Task details: Return, word for word, the span of the quail article below from "Is the key to" to "and fence lines.".

Source document:
Backyard Bobwhite: Part 1

Is the key to restoring quail right out your back door?

I grew up in small farming community in rural Northeast Ohio. It’s not considered an upland bird hot spot. But I still remember seeing wild quail when I was a kid. And I’ve verified this with others from the area. Bobwhite used to inhabit the hedge rows and fence lines.

Then came the blizzard in January of 1978. In Ohio it produced wind speeds of 70+ mph and wind chills dropped below -60° F. Depending where you lived the snowfall reached over 30″ with drifts that were epic. I remember digging a snow tunnel directly out the backdoor that I could stand up in (I was still just a little guy). This storm killed over 50 people in the state of Ohio. It also killed nearly every quail. And their comeback has been slow to nonexistent.

There’s still a Bobwhite hunting season in 16 Ohio counties primarily in the southwest where populations have hung on. The Ohio DNR has taken shots at expanding these quail territories by trapping live birds in areas of Ohio with decent population and seeding them to counties further north with cooperation from private landowners. The state also has attempted restoring Bobwhite on public lands by transplanting wild birds trapped in Kansas. Those seem like good plans but public funding for this type of program is getting sparse. Quail aren’t the high-profile, high-draw return on investment that big game and turkey are these days.

Bobwhite Quail range tends to expand at a snail’s pace, by most accounts about 1/4 mile per year. With annual mortality rates above 80% it could take centuries under the best case scenarios for quail of southern Ohio to populate the rest of the state. That’s not going to happen on public land alone.

Data records:

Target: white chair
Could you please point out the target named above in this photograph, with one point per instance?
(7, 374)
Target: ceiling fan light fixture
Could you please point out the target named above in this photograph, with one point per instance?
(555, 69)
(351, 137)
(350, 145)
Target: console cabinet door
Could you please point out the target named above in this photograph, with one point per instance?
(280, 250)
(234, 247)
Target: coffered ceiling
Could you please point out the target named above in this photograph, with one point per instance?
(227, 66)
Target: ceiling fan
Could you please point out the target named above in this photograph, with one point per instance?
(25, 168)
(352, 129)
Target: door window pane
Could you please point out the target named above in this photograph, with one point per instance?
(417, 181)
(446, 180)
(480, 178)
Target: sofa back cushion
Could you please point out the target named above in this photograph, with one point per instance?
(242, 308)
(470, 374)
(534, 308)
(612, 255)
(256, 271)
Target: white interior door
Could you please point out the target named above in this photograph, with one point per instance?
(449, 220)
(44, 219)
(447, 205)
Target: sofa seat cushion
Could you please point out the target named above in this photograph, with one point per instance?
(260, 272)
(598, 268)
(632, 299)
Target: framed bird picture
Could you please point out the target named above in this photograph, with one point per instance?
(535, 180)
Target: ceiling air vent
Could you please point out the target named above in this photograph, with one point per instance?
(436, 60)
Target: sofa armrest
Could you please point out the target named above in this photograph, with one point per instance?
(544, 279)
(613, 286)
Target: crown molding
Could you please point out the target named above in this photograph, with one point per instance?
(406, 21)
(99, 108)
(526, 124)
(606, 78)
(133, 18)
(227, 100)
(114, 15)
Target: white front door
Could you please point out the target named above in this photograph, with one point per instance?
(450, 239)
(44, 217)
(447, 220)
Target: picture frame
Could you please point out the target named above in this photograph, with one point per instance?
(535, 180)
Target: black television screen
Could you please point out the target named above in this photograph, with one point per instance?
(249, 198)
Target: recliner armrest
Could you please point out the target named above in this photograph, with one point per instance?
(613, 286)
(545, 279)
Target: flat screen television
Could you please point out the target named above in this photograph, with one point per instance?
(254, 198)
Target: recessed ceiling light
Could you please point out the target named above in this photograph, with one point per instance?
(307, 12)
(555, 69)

Answer for the task:
Is the key to restoring quail right out your back door?

I grew up in small farming community in rural Northeast Ohio. It’s not considered an upland bird hot spot. But I still remember seeing wild quail when I was a kid. And I’ve verified this with others from the area. Bobwhite used to inhabit the hedge rows and fence lines.